▶ Your assignment
Set down every line of the data exactly, skipping the pictures.

Collected data:
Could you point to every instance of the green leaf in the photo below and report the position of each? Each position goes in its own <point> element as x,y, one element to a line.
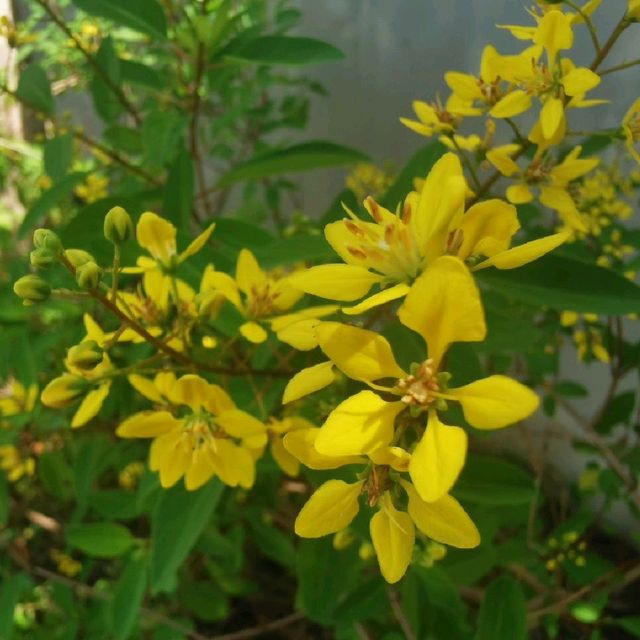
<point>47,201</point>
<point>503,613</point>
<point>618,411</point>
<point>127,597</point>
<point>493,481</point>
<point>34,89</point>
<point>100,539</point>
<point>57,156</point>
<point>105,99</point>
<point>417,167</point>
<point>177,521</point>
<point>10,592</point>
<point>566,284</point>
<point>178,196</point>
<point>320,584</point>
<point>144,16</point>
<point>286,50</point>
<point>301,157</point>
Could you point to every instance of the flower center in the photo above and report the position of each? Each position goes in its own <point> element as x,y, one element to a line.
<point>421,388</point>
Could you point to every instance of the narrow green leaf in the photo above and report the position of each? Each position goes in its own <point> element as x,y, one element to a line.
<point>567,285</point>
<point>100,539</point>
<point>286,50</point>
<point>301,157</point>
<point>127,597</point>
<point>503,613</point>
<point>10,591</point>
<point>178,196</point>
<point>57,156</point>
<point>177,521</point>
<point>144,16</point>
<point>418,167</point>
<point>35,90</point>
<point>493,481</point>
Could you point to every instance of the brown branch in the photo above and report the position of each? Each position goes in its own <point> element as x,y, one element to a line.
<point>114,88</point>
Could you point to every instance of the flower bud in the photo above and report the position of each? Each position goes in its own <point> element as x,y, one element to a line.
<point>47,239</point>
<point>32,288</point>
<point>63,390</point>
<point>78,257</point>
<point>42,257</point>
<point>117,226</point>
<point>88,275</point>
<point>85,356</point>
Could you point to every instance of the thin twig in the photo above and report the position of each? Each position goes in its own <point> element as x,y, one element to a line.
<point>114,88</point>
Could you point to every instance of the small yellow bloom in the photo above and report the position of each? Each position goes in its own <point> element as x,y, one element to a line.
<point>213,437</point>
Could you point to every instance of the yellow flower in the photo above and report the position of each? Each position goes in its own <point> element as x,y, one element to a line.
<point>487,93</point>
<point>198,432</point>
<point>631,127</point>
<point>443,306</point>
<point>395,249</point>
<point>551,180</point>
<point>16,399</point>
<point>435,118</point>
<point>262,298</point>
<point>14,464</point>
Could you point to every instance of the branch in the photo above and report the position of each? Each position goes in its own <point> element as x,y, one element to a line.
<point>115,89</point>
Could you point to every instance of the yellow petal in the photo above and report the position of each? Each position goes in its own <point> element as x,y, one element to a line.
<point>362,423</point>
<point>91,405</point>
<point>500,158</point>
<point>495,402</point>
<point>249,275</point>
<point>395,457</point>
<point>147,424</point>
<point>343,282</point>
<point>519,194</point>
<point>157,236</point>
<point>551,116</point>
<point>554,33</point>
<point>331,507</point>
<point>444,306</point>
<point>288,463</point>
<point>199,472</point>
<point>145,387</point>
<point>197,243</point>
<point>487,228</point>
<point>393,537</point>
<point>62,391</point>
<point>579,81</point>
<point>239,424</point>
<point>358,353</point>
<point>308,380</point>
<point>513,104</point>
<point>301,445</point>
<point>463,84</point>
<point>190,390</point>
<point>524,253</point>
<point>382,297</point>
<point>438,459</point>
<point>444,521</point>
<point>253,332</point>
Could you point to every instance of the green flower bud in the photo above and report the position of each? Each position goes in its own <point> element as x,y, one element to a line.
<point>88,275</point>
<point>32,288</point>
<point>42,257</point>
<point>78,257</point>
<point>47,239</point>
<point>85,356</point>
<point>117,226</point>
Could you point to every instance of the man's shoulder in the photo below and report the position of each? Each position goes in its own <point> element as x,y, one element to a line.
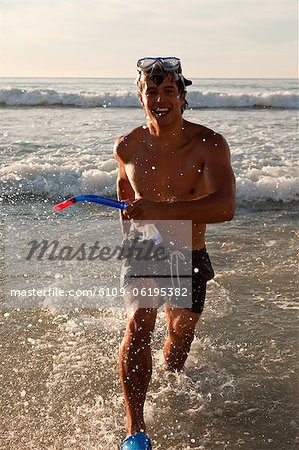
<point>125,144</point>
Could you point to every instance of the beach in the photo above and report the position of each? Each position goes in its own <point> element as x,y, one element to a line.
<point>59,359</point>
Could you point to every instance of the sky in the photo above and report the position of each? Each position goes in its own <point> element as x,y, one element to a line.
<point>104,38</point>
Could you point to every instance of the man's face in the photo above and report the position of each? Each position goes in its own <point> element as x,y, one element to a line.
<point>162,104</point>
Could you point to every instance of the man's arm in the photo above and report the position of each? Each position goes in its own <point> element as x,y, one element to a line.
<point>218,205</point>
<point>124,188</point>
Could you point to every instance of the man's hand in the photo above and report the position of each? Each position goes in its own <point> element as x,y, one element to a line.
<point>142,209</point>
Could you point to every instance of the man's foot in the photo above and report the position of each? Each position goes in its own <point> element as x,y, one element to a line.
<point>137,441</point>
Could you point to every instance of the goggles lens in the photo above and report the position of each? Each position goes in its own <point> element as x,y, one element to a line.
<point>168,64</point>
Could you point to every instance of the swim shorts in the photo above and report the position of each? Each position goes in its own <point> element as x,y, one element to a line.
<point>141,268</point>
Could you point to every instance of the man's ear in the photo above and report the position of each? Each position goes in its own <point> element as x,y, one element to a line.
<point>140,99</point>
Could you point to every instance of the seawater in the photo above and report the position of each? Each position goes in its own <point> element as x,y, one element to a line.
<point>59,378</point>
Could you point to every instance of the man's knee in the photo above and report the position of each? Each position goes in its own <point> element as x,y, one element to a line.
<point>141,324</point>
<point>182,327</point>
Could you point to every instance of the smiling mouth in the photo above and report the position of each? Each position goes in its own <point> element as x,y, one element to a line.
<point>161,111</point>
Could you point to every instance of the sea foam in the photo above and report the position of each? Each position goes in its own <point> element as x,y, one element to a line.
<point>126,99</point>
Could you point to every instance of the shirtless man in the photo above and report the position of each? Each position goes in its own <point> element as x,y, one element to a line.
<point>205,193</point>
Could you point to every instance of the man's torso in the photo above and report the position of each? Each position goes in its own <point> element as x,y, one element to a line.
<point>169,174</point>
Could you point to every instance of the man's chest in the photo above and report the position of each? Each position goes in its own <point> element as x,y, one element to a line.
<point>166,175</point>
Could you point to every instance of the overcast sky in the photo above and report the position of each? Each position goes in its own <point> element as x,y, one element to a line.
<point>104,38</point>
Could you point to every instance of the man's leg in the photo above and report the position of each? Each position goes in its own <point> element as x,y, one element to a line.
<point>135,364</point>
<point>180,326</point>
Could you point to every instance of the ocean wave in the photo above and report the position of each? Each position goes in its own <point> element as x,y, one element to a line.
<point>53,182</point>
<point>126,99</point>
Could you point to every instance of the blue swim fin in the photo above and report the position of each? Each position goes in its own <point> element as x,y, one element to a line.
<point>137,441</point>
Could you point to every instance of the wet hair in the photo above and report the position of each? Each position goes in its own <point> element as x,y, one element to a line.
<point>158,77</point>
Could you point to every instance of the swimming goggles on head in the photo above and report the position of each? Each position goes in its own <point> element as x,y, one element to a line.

▶ Reply
Could you point to every instance of the green leaf in the photo below and report the position of each? Each position goes in its own <point> element as x,y, one element to a line.
<point>47,201</point>
<point>503,613</point>
<point>618,411</point>
<point>127,597</point>
<point>493,481</point>
<point>34,89</point>
<point>100,539</point>
<point>57,156</point>
<point>105,99</point>
<point>417,167</point>
<point>177,521</point>
<point>10,592</point>
<point>566,284</point>
<point>178,196</point>
<point>320,584</point>
<point>144,16</point>
<point>286,50</point>
<point>301,157</point>
Could you point to every instance of the flower center in the photo above and report the position of each? Each position goes in its own <point> element as x,y, one element to a line.
<point>421,388</point>
Could you point to every instance of the narrow green leaf in the photo above and report the position of each? Each position goes in its own <point> element as x,y, one element to a line.
<point>567,285</point>
<point>100,539</point>
<point>286,50</point>
<point>301,157</point>
<point>127,597</point>
<point>503,613</point>
<point>10,591</point>
<point>178,196</point>
<point>57,156</point>
<point>177,521</point>
<point>144,16</point>
<point>418,167</point>
<point>35,90</point>
<point>493,481</point>
Could you point to every instance of the brown branch in the photo above and report the position of each? Each position goes in its own <point> element as x,y, one element to a line.
<point>114,88</point>
Could you point to every instance of the flower bud in the photo above and report the position of each? Each position goes in its own <point> element as x,y, one element to a line.
<point>47,239</point>
<point>32,288</point>
<point>63,390</point>
<point>78,257</point>
<point>42,257</point>
<point>117,226</point>
<point>88,275</point>
<point>85,356</point>
Could you point to every instance of the thin twig in the photo above and report the position of each? Each position goes in its own <point> element as x,y, one element to a line.
<point>114,88</point>
Could you point to every instance of the small yellow bloom in the photo above and report the position of each? Each position goes in its own <point> element as x,y, one element to a line.
<point>213,437</point>
Could you point to every instance of the yellow flower in the photo above and report the position of each? Each position goes in its own <point> element as x,y, one element to a line.
<point>487,93</point>
<point>198,432</point>
<point>631,127</point>
<point>443,306</point>
<point>395,249</point>
<point>551,180</point>
<point>16,399</point>
<point>435,118</point>
<point>262,298</point>
<point>14,464</point>
Could you point to every instance of the branch in the photo above and report the position of each? Each position goes in its own <point> element as x,y, one element to a line.
<point>115,89</point>
Could you point to every instance of the yellow petal in the photo above and report the position of each? Each position goes in its own <point> element as x,y, one element to a line.
<point>362,423</point>
<point>91,405</point>
<point>500,158</point>
<point>495,402</point>
<point>249,275</point>
<point>395,457</point>
<point>147,424</point>
<point>343,282</point>
<point>519,194</point>
<point>157,236</point>
<point>551,116</point>
<point>554,33</point>
<point>331,507</point>
<point>444,306</point>
<point>288,463</point>
<point>199,472</point>
<point>145,387</point>
<point>197,243</point>
<point>487,228</point>
<point>393,537</point>
<point>62,391</point>
<point>579,81</point>
<point>239,424</point>
<point>358,353</point>
<point>308,380</point>
<point>513,104</point>
<point>301,445</point>
<point>463,84</point>
<point>190,390</point>
<point>524,253</point>
<point>382,297</point>
<point>438,459</point>
<point>444,521</point>
<point>253,332</point>
Could you point to every instance of the green flower bud in the photo above and report the position of each? Each position goes in its own <point> element as x,y, one element to a line.
<point>88,275</point>
<point>32,288</point>
<point>42,257</point>
<point>78,257</point>
<point>47,239</point>
<point>85,356</point>
<point>117,226</point>
Could you point to every instance of the man's shoulder in the photo below and report the position of each? Each position goes in its own <point> element as x,y, one element to a line.
<point>125,144</point>
Could you point to every instance of the beach in the photo above and report the position of each? Each position goes in its own <point> element as x,y, one element to a line.
<point>59,359</point>
Could you point to every instance of the sky in the photo above and report the position of each? Each position goes in its own <point> element as x,y, one element to a line.
<point>104,38</point>
Could you point to every instance of the man's face in the photo above and report the position of each? Each position goes in its own <point> element as x,y, one element to a line.
<point>162,104</point>
Could you point to every instance of the man's arm in the photo above and report the position of each? Each position goes in its own <point> element as x,y, one element to a line.
<point>218,205</point>
<point>124,188</point>
Could you point to every instance of the man's hand in the photo above and report the position of each? Each position goes in its own <point> element as x,y, one element to a line.
<point>142,209</point>
Could you point to every instance of the man's foot in the photo above and report the position of each? Each position goes in its own <point> element as x,y, one element to a line.
<point>137,441</point>
Could you point to every instance of the goggles lens in the photo above and report the position of each? Each position goes in its own <point> element as x,y, one element to a line.
<point>168,64</point>
Could you point to every instance of the swim shorts in the photo above and report the position of each? Each position goes in its own <point> element as x,y, one element to a line.
<point>141,268</point>
Could you point to every instance of the man's ear in the photo above and report the position of each? Each position goes in its own <point> element as x,y, one element to a line.
<point>140,99</point>
Could you point to every instance of the seawater in the photo above and report the position of each? Each position goes in its own <point> element as x,y, one element to a line.
<point>59,378</point>
Could you point to every instance of the man's knee in the photo above and report the position of each? Each position goes in its own <point> element as x,y, one element to a line.
<point>141,324</point>
<point>182,327</point>
Could you point to every instance of the smiling mouth in the photo above and report the position of each? Each position goes in its own <point> element as x,y, one element to a line.
<point>161,111</point>
Could you point to every instance of the sea foam in the photo above and report the position of each? Each position goes in its own <point> element as x,y, one element to a line.
<point>126,99</point>
Could you point to every instance of the shirtless man in the photo above and report the position of each? Each position goes in its own <point> element as x,y, one element to a line.
<point>205,193</point>
Could you point to every instance of the man's torso in the photo above and report the position of each? Each position goes in its own <point> element as x,y, one element to a line.
<point>169,174</point>
Could you point to every instance of the man's chest in the photo above and report the position of each? Each position goes in its own <point> element as x,y, one element to a line.
<point>166,175</point>
Could you point to every instance of the overcast sky in the photo above and report the position of each? Each position goes in its own <point> element as x,y, one element to a line.
<point>104,38</point>
Could you point to every instance of the man's leg in the photo above and report the position of each? Each position goes in its own <point> element as x,y, one element to a line.
<point>135,364</point>
<point>180,326</point>
Could you point to every instance of the ocean wave in the photo above and report the position of each? Each position goes in its own <point> element as x,y, one element to a line.
<point>53,182</point>
<point>126,99</point>
Could you point to every instance of the blue swim fin in the photo above and report the position of each? Each position goes in its own <point> element as x,y, one element to a line.
<point>137,441</point>
Could you point to every instance of the wet hair in the photo above and report the position of each? Each position goes in its own <point> element as x,y, one element to a line.
<point>158,77</point>
Could you point to every instance of the swimming goggles on head in the photo above and report the position of each? Each position goes in its own <point> element as x,y, one element to a line.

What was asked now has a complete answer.